# TASK INSTRUCTIONS
Reproduce every entry precisely as written.

# GIVEN INFORMATION
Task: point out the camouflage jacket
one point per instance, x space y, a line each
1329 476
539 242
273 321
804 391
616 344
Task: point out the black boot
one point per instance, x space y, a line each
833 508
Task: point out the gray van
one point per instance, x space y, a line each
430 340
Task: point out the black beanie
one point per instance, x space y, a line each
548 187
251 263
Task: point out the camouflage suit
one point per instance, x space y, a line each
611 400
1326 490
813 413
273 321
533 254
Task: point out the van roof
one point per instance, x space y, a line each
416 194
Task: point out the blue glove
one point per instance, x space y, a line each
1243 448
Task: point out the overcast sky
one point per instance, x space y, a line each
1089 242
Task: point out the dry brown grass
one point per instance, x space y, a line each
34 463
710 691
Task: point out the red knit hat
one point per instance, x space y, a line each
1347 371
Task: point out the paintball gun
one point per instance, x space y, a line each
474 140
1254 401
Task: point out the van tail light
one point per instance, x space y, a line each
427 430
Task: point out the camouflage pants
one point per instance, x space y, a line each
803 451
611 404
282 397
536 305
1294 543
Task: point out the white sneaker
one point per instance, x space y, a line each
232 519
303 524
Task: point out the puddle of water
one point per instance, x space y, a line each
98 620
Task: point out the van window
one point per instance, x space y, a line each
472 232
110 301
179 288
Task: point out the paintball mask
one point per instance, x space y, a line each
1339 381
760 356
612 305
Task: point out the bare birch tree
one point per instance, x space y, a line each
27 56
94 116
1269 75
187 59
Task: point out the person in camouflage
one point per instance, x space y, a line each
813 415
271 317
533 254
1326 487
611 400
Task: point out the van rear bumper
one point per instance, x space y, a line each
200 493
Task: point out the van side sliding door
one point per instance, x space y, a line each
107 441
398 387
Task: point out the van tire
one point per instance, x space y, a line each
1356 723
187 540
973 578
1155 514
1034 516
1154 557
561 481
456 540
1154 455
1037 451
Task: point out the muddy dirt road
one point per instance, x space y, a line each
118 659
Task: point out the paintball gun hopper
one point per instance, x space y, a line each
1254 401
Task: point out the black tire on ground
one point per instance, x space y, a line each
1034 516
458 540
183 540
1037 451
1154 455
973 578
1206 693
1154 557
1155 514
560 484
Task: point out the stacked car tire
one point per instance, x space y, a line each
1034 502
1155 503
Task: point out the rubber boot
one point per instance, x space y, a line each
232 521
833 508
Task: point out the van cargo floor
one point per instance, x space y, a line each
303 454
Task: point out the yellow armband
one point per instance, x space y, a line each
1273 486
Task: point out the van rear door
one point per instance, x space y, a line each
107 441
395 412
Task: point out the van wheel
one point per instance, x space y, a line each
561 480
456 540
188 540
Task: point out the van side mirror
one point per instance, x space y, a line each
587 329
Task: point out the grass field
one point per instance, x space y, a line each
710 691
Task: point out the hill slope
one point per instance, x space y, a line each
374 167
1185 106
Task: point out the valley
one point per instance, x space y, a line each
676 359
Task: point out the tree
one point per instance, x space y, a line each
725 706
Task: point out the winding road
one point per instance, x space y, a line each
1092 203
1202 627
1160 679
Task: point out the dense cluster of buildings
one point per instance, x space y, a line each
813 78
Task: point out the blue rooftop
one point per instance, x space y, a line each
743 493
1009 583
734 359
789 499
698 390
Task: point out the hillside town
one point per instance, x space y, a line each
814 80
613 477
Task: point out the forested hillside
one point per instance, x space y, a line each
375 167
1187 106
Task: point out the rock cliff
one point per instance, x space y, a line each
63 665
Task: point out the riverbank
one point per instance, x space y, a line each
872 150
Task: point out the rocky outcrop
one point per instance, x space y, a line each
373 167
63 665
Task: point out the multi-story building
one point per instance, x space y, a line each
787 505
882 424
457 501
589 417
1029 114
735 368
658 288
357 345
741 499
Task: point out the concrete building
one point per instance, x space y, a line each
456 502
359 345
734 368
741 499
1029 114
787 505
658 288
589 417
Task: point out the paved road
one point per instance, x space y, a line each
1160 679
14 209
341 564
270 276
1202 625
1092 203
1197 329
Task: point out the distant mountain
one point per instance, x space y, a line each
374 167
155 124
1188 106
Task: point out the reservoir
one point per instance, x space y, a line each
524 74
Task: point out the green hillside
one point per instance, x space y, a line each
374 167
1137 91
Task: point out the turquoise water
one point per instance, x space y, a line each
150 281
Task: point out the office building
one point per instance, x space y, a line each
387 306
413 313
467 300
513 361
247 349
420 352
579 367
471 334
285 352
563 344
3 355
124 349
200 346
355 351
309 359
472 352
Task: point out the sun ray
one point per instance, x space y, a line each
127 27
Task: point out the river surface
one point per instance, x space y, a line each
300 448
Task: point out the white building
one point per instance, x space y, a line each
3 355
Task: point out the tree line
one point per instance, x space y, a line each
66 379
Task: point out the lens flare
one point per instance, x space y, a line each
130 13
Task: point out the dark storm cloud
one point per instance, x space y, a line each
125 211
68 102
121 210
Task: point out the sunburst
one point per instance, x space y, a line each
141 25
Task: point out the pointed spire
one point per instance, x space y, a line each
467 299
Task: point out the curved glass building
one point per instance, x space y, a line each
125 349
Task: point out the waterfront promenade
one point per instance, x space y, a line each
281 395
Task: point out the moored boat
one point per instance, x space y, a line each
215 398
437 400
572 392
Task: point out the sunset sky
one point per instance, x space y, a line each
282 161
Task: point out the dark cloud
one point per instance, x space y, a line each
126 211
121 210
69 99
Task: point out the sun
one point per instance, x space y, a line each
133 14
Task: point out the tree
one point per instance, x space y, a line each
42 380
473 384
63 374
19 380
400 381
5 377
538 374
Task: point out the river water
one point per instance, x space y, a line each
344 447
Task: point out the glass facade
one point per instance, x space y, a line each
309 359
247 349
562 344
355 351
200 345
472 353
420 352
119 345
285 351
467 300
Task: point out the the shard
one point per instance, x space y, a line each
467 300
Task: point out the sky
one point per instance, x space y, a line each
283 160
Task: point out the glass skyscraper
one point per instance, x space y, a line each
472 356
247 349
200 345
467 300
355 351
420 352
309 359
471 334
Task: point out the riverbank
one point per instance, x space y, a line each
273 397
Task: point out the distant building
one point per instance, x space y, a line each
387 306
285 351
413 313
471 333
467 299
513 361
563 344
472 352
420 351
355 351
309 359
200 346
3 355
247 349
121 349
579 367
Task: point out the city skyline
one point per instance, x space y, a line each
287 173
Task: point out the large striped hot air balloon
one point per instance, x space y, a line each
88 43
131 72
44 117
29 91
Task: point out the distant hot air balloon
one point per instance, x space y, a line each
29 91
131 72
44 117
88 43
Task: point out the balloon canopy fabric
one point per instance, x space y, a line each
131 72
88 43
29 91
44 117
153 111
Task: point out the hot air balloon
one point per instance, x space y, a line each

# RESULT OF THIS EXERCISE
Task: point out the camouflage jacket
one point per instance, x space y, a line each
1329 476
539 242
273 321
804 391
616 344
Task: point out the black boot
one point per instance, x space y, a line each
833 508
Task: point out the gray van
one point per instance, x space y, a line each
430 340
Task: point out the black beanie
one point per instance, x space y, a line each
548 187
251 263
Task: point out the camouflage suit
one point per instance, x space y, a line each
611 400
1326 490
813 413
273 321
533 254
Task: point out the van roof
one point per instance, x space y, a line each
416 194
Task: point out the blue glove
one point per instance, x space y, a line each
1243 448
Task: point out the overcast sky
one point per instance, x space y, a line each
1089 242
Task: point out the dry brown grass
one point per instance, x space y, a line each
34 463
710 691
Task: point out the red knit hat
one point per instance, x space y, a line each
1347 371
Task: point out the paintball gun
one point per instance, x space y, a line each
474 140
1254 401
Task: point out the van tail light
one point per instance, x space y, a line each
427 430
Task: point out the camouflage pants
one point per instance, x space y, a line each
803 451
611 404
282 397
536 305
1294 543
Task: point out the white sneaker
one point per instance, x space y, a line each
232 519
303 524
Task: point out the puddle of water
one point per instance, x space y, a line each
98 620
Task: point out the van window
one point per instance, x space y, a line each
472 232
110 301
179 288
Task: point out the paintball mask
one point per instance, x space y, a line each
1339 381
760 356
612 305
Task: point out the bare birch tree
one point per instance, x space y, a line each
27 56
94 116
1269 75
187 59
Task: point out the person in camouflage
one point per instance, x space y, a line each
813 415
271 317
533 254
1326 487
611 400
Task: point out the van rear bumper
one point per instance, x space y, a line each
200 493
Task: point out the van side sliding door
one point per instance, x space y, a line each
107 441
398 387
Task: point out the van tire
one point per instance, x space y, a line each
1356 723
187 540
973 578
1155 514
1034 516
1154 557
561 481
456 540
1154 455
1037 451
Task: point out the muddy dirt road
one point per instance, x space y, a line each
118 659
Task: point out the paintball gun hopper
one point per instance, x space y, a line each
1254 401
Task: point out the black tire on ground
one point per instance, x space y, a line each
1034 516
458 540
183 540
1037 451
1154 455
973 578
1206 693
1154 557
1155 514
560 484
Task: point out the stacked car tire
one point per instance, x space y, a line each
1034 502
1155 503
Task: point out the rubber boot
one point per instance, x space y, a line each
232 521
833 508
Task: point out the van cargo floor
one point per instance, x space y, a line each
303 454
Task: point out the yellow armband
one point per instance, x space y, a line each
1273 486
Task: point out the van rear door
one point per instance, x space y, a line each
107 441
395 412
Task: point out the van wheel
one point per instance, x space y, a line each
561 480
456 540
188 540
Task: point out the van side mirror
one point per instance, x space y, a line each
587 329
Task: point out the grass field
one point per instance, x space y, a line each
710 691
Task: point out the hill slope
one point per instance, x space y, a line each
374 167
1185 106
Task: point out the valley
one point per instance, x space y, a line each
676 359
Task: point out the tree
one point per instance, x space y, a line each
725 706
Task: point out the winding road
one point per instance, x space y, a line each
1092 203
1202 627
1160 679
Task: point out the dense cluster of buildings
one point per instance, x space y, a line each
813 78
Task: point out the blue rooftop
one point per instance, x space y, a line each
743 493
1009 583
734 359
789 499
698 390
Task: point out the hillside town
one point per instance, x space y, a line each
814 80
613 477
Task: point out the forested hillside
one point per instance, x space y, a line each
375 167
1187 106
Task: point out the rock cliff
one point per instance, x space y, a line each
63 665
Task: point out the riverbank
one point per instance, x space y, a line each
872 150
Task: point out the rocky outcrop
one point per instance, x space y, a line each
373 167
63 665
Task: point out the multi-story building
one point per instance, x space y, a line each
787 505
882 424
457 501
589 417
1029 114
735 368
658 288
357 345
741 499
Task: point out the concrete building
one point per instance, x space y, a line each
456 502
359 345
734 368
741 499
1029 114
787 505
658 288
589 417
Task: point out the paved road
one point per instance, x space y, a line each
1160 679
14 209
341 564
270 276
1202 625
1092 203
1197 329
Task: point out the distant mountain
one point per instance, x space y, a line each
374 167
155 124
1188 106
Task: point out the reservoir
one point per instance, x space y, a line each
524 74
Task: point out the green hillside
one point per instance, x space y, a line each
374 167
1137 91
Task: point out the turquoise water
one point per instance, x space y, a line each
150 281
Task: point out the office building
one point per instance, x space y, a line each
387 306
413 313
467 300
513 361
247 349
420 352
579 367
471 334
285 352
563 344
3 355
124 349
200 346
355 351
309 359
472 352
Task: point out the sun ray
one point per instance, x space y, a line each
127 27
Task: point out the river surface
one point per instance, x space y, a line each
300 448
Task: point out the white building
one point per instance, x space y, a line each
3 355
Task: point out the tree line
one point per instance, x space y, a line each
66 379
Task: point out the lens flare
one point per instance, x space y, a line each
130 13
Task: point out the dark storm cloud
one point per instance, x space y, a line each
125 211
68 102
121 210
Task: point out the sunburst
one point per instance, x space y, a line each
141 25
Task: point out the pointed spire
one point per instance, x space y, a line each
467 299
Task: point out the curved glass building
one point per instance, x space y, a line each
125 349
Task: point out the waterfront promenade
one point per instance, x space y, a line each
281 395
Task: point out the moored boat
one point per instance, x space y, a line each
215 398
437 400
572 392
Task: point out the sunset sky
one point per instance, x space y, a line each
282 161
Task: point out the dark cloud
one point per instance, x space y, a line each
126 211
121 210
69 99
Task: point out the sun
one point per instance, x space y, a line each
133 14
Task: point out the tree
one point per instance, x space y, a line each
42 380
473 384
63 374
19 380
400 381
5 377
538 374
Task: point out the river water
one point per instance, x space y, a line each
344 447
Task: point out the glass facade
one point per instance, x space y, a line each
309 359
247 349
562 344
355 351
200 345
472 353
420 352
119 345
285 351
467 300
Task: point out the the shard
one point per instance, x space y, a line each
467 300
Task: point out the sky
one point per instance, x space y, a line each
283 160
Task: point out the glass skyscraper
one point per instance, x space y, a line each
472 356
247 349
200 345
467 300
355 351
420 352
309 359
471 334
Task: point out the riverbank
one point per instance, x space y, a line each
273 397
Task: point out the distant building
one point per instance, x space y, a line each
387 306
285 351
413 313
471 333
467 299
513 361
563 344
472 352
420 351
355 351
309 359
200 346
3 355
247 349
121 349
579 367
Task: point out the city skyline
one point per instance, x space y, a line each
287 173
Task: point out the large striped hot air balloon
one point per instance, x space y, a line each
88 43
131 72
44 117
29 91
Task: point out the distant hot air balloon
one point per instance, x space y, a line each
29 91
131 72
44 117
88 43
Task: point out the balloon canopy fabric
one point per instance, x space y, a line each
131 72
88 43
29 91
44 117
153 111
Task: point out the hot air balloon
one point per instance, x space y, a line each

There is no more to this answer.